--- DOCUMENT EXTRACT ---
....................

For some, particularly in a competitive and stressful environment like college, there is a crippling drive to succeed. Failure can seem like a harsh derailment from that drive, a misstep on the never-ending path toward perfection.

There is an alternative to the constant stress and anxiety that can result from rolling the metaphorical boulder of collegiate or professional success uphill for eternity: You can fail. In moderation, failure can provide a relieving counterbalance, an occasional secession of responsibility from your life. 

Overburdened students, instead of pulling all-nighters to study for midterms and write essays, watch movies and spend time with friends: Those important tasks will still be there when you get back, and procrastination can be the springboard you need to complete those tasks minutes before the deadline. Perfectionist professors, instead of planning impeccable lectures, put on your favorite movie and pretend it has something to do with the subject at hand; You and your students will benefit from the distraction, and you can pass on the burden of interpretation to your students in the form of an analytical essay. Administrators, you are already failing spectacularly, keep it up.

Writer and comedian H. Jon Benjamin’s ‘Failure is an Option: An Attempted Memoir’ provides a mantra contrary to our innate need for success, and antithetical to most self-help and inspirational stories out there: That failure, rather than being a chance to learn from our mistakes, is a viable option that can lead to a better, less stressful life.

The memoir presents a view of Benjamin who, while best known as the voice of titular characters Archer and Bob on animated shows ‘Archer’ and ‘Bob’s Burgers,’ should also be known as a man who has achieved some modicum of professional success while also failing constantly.

Benjamin does not hide his inabilities, negative traits, mistakes and misdeeds — instead, he pours a circle of literary kerosene around them and lights it on fire — providing a halo of smelly emphasis around parts of his life that most would do anything to keep hidden from public consumption, and in so doing offers hope and reassurance that failure is a natural state for many, and can even be an acceptable and freeing outcome.

While presented semi-chronologically, the memoir has no contiguous plot. Each chapter serves as a self-contained retelling of a particular failure among a catalog of failures, whether it be Benjamin’s desperate attempt to suppress explosive diarrhea while speeding down the highway toward Pasadena, or failing to convince a French actor that, despite being a bald white American, he is not Bruce Willis. Themes of careless procrastination, cringe-inducing bouts of humiliation, and moments of severe danger interspersed with hapless incompetence resurface like plastic in the Pacific, but rarely felt repetitive.

The writing is often interspersed with jokes and anecdotes, and humorous but often disgusting details that sicken and entertain, like gut-wrenching jabs to the belly, that left me in pain from both laughter and sudden onsets of sickening anxiety.

While some stories, ironically, failed to pull me in right away, on the whole, as a fellow practitioner of frequent failure, it provided an entertaining glimmer of hope. I came away feeling that I might also stumble my way into success, or at the very least be able to live with any glint of squandered potential, if indeed there was any to begin with. Benjamin helped me contend myself with the knowledge that failure is neither something to seek out or avoid, but is rather a neutral concession that can provide a semblance of relief from the tedium of a success-driven world.

....................

--- DIRECTIONS ---
List every title of a book or show named in the review of H. Jon Benjamin's memoir.

--- EXTRACTED INFORMATION ---
....................

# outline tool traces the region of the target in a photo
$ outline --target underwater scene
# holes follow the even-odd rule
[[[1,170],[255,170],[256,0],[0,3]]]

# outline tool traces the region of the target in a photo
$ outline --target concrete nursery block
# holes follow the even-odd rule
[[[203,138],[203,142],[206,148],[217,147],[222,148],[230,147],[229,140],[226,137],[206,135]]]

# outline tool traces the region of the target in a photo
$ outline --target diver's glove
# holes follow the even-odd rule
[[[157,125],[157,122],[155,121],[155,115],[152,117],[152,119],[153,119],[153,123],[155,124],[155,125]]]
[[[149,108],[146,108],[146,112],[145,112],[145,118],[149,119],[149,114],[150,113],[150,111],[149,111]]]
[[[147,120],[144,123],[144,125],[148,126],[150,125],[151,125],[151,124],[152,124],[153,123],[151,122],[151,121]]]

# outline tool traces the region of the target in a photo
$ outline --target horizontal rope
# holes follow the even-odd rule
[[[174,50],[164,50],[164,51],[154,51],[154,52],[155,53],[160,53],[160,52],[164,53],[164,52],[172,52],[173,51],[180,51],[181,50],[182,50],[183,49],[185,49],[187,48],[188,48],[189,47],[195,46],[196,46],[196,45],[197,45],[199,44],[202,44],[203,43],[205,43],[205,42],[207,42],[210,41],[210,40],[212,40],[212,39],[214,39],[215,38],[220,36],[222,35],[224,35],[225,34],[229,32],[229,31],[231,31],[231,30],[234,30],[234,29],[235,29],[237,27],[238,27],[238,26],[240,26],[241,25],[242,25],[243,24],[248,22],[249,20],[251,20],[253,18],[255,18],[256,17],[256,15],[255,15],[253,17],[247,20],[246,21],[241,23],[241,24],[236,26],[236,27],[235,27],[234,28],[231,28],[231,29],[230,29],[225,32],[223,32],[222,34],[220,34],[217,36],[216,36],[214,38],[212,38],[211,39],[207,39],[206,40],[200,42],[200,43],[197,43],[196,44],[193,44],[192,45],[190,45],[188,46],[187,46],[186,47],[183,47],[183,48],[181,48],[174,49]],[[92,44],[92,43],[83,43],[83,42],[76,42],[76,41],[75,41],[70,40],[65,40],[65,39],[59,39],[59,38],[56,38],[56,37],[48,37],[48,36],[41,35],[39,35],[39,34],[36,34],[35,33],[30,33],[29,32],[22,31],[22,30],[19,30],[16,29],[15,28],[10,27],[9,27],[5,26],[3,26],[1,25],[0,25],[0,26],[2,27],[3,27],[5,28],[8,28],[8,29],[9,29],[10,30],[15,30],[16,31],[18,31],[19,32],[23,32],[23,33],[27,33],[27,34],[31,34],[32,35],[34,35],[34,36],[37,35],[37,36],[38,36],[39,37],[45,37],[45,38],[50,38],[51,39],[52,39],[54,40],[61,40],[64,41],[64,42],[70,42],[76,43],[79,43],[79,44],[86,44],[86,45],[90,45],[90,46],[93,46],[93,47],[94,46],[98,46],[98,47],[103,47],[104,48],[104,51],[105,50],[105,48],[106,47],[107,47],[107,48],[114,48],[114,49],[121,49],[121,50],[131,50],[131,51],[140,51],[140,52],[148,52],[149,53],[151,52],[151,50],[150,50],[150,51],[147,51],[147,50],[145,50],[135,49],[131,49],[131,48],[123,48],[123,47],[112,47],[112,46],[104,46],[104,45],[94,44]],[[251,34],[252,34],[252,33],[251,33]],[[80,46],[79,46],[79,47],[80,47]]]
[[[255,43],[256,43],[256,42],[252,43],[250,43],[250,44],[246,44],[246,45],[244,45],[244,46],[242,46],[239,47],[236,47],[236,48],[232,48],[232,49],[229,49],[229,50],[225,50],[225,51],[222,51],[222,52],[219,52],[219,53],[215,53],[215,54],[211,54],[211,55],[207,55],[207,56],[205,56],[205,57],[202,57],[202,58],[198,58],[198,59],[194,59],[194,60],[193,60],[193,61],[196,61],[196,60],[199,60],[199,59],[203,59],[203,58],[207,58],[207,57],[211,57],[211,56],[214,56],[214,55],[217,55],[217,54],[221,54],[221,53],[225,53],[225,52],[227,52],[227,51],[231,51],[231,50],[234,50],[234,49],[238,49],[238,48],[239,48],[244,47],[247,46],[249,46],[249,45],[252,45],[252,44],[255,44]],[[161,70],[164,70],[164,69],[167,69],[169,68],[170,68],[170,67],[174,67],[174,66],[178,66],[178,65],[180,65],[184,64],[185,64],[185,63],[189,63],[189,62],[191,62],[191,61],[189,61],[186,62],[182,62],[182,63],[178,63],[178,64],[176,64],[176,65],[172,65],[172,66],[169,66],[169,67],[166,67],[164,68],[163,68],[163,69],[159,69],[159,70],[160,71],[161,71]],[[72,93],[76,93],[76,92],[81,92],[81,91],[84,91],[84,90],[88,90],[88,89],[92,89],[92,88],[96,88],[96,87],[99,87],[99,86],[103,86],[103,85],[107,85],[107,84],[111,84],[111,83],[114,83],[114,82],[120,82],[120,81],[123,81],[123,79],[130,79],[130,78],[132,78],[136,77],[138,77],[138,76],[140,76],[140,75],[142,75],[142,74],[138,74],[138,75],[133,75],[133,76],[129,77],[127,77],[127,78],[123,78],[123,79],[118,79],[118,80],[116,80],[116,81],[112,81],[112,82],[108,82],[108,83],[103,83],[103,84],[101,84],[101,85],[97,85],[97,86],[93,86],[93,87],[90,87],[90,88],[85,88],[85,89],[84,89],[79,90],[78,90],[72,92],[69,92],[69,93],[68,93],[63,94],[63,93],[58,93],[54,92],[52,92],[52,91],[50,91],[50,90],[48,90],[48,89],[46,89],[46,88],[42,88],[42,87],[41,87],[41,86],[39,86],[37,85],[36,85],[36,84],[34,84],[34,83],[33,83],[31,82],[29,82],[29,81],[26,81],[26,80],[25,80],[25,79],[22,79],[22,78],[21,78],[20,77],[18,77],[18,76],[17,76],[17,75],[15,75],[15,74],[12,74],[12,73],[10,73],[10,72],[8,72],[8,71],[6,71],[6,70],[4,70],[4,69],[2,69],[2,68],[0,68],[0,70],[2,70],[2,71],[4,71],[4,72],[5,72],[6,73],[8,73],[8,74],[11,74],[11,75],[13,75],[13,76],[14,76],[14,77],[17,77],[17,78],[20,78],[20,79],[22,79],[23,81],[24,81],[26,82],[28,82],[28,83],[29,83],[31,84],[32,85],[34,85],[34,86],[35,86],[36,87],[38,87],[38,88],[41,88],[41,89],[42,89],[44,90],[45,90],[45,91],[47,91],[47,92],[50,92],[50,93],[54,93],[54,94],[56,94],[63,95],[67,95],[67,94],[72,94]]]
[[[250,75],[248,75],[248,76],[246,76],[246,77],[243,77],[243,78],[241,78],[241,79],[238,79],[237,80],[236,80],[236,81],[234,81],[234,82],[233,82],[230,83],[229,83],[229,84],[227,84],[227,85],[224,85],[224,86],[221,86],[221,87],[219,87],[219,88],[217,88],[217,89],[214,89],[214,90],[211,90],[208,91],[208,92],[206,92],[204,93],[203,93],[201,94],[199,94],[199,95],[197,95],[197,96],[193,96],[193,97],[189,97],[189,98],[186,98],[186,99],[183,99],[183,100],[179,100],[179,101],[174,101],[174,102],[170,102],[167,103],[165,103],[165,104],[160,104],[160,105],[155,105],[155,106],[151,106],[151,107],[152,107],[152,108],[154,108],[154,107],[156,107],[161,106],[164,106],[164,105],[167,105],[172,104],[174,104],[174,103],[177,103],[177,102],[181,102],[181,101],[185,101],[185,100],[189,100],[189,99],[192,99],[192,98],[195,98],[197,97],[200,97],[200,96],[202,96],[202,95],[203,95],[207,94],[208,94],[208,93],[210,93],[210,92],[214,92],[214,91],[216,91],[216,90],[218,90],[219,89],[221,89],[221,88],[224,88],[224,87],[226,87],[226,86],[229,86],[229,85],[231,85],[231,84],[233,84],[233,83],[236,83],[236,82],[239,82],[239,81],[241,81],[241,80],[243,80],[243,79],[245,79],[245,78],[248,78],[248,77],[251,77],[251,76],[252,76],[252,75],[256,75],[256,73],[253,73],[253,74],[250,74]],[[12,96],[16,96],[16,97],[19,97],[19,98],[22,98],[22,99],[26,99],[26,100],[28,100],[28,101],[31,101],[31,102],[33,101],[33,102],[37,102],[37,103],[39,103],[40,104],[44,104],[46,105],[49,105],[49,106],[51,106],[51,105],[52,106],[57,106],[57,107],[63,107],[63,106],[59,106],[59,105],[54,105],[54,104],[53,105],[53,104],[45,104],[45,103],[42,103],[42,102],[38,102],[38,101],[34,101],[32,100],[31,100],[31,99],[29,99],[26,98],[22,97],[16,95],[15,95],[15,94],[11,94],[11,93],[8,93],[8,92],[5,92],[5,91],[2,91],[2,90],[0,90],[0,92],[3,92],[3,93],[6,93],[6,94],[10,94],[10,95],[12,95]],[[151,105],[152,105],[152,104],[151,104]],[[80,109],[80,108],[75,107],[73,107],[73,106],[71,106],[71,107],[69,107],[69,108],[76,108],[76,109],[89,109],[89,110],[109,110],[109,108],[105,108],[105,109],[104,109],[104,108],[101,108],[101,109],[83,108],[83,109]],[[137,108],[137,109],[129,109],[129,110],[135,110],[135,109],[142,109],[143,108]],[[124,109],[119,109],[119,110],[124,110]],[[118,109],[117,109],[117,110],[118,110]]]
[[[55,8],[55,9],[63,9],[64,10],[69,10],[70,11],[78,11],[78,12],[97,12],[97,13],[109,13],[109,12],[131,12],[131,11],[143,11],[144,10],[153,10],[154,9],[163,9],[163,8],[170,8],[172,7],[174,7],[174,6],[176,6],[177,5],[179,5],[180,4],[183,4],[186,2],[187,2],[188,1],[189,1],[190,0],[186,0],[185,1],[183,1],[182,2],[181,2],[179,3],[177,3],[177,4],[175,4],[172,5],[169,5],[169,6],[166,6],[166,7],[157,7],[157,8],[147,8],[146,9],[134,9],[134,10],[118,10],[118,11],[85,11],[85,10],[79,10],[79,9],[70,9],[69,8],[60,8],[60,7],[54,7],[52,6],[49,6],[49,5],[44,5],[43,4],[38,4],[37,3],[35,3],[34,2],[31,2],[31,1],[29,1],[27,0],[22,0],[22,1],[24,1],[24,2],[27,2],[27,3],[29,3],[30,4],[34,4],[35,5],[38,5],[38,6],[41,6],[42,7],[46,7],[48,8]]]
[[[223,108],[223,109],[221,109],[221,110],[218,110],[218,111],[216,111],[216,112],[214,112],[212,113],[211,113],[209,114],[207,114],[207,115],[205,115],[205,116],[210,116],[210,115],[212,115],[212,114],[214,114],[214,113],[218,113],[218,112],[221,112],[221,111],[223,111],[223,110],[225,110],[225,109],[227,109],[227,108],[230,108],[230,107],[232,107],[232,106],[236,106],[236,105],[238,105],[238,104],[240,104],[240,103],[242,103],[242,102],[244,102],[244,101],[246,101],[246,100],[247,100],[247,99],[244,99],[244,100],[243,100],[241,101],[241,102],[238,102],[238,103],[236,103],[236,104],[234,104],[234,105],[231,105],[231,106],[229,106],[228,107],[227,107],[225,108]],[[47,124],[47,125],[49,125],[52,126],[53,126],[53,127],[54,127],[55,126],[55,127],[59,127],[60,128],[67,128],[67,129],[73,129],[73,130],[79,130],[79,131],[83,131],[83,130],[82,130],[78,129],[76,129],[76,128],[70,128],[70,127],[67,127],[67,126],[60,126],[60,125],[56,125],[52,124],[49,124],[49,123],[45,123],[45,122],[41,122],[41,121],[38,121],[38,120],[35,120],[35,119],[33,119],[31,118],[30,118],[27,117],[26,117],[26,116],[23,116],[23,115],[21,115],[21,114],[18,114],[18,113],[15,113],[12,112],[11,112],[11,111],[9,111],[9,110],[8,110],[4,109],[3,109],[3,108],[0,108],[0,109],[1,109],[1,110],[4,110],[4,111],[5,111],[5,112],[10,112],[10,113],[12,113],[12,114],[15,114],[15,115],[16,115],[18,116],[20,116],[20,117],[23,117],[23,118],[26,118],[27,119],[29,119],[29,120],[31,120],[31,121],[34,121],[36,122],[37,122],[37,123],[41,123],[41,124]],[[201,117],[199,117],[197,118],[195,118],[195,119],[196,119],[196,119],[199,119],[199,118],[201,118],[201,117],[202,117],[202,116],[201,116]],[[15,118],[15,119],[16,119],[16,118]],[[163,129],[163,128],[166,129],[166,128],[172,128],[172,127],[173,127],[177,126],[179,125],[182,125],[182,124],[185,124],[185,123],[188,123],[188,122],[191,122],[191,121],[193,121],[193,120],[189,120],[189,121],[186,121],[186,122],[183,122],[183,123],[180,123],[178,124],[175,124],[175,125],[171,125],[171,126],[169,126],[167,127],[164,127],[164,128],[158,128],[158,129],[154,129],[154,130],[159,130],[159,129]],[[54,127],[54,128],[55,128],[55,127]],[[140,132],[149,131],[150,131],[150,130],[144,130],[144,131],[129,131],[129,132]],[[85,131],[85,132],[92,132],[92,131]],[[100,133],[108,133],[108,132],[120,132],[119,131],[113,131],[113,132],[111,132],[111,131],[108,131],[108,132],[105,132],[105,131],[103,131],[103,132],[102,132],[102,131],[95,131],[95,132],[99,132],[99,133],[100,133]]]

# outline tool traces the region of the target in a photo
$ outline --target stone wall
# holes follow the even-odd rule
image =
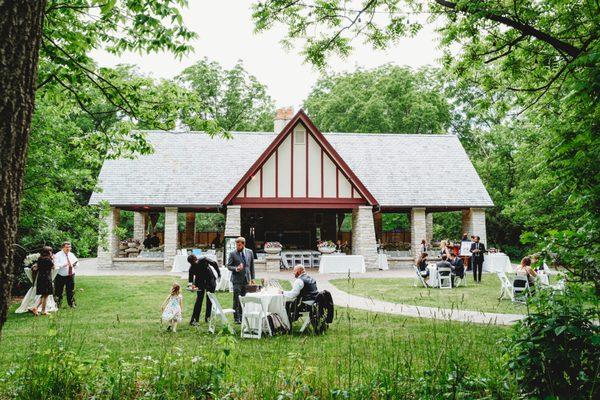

....................

--- TASK RESULT ---
- Failure is an Option: An Attempted Memoir
- Archer
- Bob's Burgers